Excerpts from point annotation data:
▶
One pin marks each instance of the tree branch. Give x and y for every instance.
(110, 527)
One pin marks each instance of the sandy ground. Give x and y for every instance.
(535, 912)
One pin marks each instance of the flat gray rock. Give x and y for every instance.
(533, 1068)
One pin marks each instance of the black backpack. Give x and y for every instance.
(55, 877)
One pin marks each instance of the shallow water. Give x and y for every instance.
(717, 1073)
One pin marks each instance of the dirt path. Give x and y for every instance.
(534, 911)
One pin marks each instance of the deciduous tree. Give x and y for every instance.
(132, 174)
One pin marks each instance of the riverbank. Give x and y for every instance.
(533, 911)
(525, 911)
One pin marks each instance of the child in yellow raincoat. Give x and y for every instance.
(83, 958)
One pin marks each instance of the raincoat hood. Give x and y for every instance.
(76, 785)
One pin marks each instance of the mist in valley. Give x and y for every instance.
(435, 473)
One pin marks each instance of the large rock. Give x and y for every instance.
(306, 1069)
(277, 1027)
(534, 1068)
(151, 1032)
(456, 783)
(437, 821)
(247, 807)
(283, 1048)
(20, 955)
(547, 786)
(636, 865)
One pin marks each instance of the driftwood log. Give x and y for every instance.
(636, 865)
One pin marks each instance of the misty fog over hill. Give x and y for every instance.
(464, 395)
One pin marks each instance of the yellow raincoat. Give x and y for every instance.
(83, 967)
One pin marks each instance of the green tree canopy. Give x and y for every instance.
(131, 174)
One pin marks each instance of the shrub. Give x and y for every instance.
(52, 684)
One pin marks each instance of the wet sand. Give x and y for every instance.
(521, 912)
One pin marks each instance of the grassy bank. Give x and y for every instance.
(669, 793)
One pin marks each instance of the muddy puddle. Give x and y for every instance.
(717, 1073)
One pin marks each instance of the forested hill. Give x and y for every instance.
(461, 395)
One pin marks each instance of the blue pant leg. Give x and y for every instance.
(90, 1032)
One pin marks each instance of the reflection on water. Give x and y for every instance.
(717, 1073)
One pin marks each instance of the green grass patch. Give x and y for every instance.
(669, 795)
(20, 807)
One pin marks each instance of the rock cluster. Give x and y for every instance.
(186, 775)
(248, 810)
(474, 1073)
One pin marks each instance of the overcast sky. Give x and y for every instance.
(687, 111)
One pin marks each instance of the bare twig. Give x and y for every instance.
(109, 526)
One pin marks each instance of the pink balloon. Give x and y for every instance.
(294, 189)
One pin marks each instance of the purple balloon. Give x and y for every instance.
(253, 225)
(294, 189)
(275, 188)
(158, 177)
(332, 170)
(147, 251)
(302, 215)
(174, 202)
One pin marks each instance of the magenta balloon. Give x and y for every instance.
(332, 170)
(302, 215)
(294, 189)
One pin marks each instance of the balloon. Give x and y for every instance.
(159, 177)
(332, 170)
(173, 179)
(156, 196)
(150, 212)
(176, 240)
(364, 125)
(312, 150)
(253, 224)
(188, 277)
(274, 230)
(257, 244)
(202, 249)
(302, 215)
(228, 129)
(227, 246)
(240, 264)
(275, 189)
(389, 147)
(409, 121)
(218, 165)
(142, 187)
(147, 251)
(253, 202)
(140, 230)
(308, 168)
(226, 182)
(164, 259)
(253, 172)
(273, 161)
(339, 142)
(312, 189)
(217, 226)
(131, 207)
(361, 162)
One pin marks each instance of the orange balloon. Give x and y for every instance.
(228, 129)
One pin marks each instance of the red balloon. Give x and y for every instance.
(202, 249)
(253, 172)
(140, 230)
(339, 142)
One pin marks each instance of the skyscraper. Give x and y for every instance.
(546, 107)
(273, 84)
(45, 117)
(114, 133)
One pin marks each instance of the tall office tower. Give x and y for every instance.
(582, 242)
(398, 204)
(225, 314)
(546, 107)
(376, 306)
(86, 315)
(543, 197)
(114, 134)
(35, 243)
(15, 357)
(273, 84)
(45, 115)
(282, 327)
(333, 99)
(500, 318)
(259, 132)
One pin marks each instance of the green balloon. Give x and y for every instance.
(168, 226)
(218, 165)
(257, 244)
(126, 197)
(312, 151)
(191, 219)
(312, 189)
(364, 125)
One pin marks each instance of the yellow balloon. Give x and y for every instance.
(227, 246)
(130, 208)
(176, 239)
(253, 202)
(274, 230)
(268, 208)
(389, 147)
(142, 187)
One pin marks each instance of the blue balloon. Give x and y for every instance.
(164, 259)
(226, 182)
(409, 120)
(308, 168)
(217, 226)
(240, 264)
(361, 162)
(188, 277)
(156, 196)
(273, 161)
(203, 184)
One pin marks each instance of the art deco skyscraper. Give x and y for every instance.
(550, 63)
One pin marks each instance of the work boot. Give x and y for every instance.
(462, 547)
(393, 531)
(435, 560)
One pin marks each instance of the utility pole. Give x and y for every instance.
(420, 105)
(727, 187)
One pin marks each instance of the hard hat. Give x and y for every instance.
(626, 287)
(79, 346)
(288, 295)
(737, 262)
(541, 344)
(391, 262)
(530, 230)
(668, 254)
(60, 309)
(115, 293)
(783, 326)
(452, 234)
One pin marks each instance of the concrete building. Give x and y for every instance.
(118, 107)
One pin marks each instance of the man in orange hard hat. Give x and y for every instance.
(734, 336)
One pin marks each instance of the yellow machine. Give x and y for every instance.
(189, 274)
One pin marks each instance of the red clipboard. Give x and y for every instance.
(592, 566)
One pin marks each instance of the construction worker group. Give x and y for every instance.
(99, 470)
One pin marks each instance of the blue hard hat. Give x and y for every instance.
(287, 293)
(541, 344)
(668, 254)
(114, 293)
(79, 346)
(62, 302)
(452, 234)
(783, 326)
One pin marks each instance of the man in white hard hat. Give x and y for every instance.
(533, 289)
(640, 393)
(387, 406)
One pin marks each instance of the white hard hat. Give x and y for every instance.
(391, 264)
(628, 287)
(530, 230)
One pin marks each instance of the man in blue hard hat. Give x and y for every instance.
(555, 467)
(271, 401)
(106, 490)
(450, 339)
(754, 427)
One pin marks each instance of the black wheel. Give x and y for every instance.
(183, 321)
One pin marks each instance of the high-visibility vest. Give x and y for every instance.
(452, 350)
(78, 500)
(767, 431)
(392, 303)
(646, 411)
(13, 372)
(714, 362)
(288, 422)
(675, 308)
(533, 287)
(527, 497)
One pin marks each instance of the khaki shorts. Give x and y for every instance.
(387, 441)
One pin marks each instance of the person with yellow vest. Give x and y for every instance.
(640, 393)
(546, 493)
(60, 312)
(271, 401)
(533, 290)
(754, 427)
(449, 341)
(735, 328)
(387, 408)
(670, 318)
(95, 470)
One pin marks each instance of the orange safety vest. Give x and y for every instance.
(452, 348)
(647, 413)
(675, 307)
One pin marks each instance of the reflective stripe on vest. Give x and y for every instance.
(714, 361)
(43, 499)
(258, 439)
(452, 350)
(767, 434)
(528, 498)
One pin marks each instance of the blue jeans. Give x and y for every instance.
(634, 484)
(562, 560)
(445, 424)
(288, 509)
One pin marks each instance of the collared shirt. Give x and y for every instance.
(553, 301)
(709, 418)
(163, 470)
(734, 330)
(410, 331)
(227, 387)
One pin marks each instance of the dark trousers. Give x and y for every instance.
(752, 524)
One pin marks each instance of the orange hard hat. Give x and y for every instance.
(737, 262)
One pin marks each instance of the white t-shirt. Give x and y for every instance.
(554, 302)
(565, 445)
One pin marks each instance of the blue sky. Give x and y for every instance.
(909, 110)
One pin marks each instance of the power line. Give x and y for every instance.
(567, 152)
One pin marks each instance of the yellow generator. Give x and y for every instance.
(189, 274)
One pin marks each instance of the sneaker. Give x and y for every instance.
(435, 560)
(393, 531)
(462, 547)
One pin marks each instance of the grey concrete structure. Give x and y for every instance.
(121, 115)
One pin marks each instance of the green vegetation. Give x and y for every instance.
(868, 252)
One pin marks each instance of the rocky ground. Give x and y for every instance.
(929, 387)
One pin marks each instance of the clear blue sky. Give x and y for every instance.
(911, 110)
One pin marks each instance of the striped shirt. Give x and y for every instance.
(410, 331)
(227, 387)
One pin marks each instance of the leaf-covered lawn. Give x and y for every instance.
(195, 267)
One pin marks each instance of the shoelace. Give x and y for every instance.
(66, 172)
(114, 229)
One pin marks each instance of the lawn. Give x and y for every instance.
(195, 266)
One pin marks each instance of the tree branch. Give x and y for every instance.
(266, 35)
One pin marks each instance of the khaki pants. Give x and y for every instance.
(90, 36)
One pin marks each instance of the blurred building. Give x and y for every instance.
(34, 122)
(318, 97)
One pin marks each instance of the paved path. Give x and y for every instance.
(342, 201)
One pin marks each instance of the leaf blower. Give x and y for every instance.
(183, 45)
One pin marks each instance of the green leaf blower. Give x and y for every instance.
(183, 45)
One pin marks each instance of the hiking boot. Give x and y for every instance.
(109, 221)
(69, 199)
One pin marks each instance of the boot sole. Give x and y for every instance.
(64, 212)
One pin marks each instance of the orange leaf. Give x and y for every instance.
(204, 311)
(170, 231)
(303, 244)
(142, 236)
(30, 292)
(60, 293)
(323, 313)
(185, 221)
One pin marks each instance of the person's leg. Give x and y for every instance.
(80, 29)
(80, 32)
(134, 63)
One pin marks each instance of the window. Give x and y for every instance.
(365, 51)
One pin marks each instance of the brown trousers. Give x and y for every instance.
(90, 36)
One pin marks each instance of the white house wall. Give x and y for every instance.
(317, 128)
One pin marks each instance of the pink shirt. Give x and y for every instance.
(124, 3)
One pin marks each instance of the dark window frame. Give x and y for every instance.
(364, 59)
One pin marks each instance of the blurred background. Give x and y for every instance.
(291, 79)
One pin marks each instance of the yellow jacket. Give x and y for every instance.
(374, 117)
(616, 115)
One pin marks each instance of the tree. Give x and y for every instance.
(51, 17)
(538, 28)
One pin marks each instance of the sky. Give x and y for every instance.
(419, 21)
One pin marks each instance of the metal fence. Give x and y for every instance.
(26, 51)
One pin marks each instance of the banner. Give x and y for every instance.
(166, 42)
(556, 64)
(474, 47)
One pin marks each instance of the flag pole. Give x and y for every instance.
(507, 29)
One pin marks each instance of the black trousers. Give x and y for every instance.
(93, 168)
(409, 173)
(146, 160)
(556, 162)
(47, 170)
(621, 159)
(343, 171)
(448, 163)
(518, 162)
◀
== What is required ==
Repeat exactly, and only, the lines from the line with "One pin marks each instance of the green leaf" through the end of the listing above, both ends included.

== Exercise output ==
One pin marks each instance of the green leaf blower. Give x and y for every instance.
(183, 45)
One pin marks each instance of the hiking boot. Give x and y for every instance.
(109, 221)
(69, 199)
One pin marks each instance of the boot sole. Give x and y for every instance.
(64, 212)
One pin marks each instance of the orange leaf. Give x and y for every instance.
(204, 311)
(170, 231)
(303, 244)
(142, 236)
(30, 292)
(60, 293)
(323, 313)
(185, 221)
One pin marks each instance of the person's leg. Give x and y for every instance.
(80, 29)
(80, 32)
(134, 63)
One pin marks each instance of the window. Give x and y for every instance.
(365, 51)
One pin marks each instance of the brown trousers. Give x and y for every instance.
(90, 36)
One pin marks each instance of the white house wall. Give x and y for every instance.
(317, 128)
One pin marks each instance of the pink shirt. Give x and y for every instance.
(124, 3)
One pin marks each instance of the dark window frame. Give x and y for every instance.
(364, 59)
One pin marks each instance of the blurred background. Give x and y for every instance.
(291, 79)
One pin marks each instance of the yellow jacket. Give x and y for every instance.
(374, 117)
(616, 115)
One pin marks each instance of the tree. Give x and y for every instance.
(51, 17)
(538, 28)
One pin marks each instance of the sky. Give x and y for every instance.
(419, 21)
One pin marks each instance of the metal fence. Give x and y for every instance.
(26, 51)
One pin marks each instance of the banner. Give x and y for every instance.
(166, 42)
(556, 64)
(474, 47)
One pin marks each instance of the flag pole. Give x and y for every instance.
(507, 29)
One pin marks each instance of the black trousers. Give x and y for every instance.
(93, 168)
(409, 173)
(146, 160)
(556, 162)
(47, 170)
(621, 159)
(343, 171)
(448, 163)
(518, 162)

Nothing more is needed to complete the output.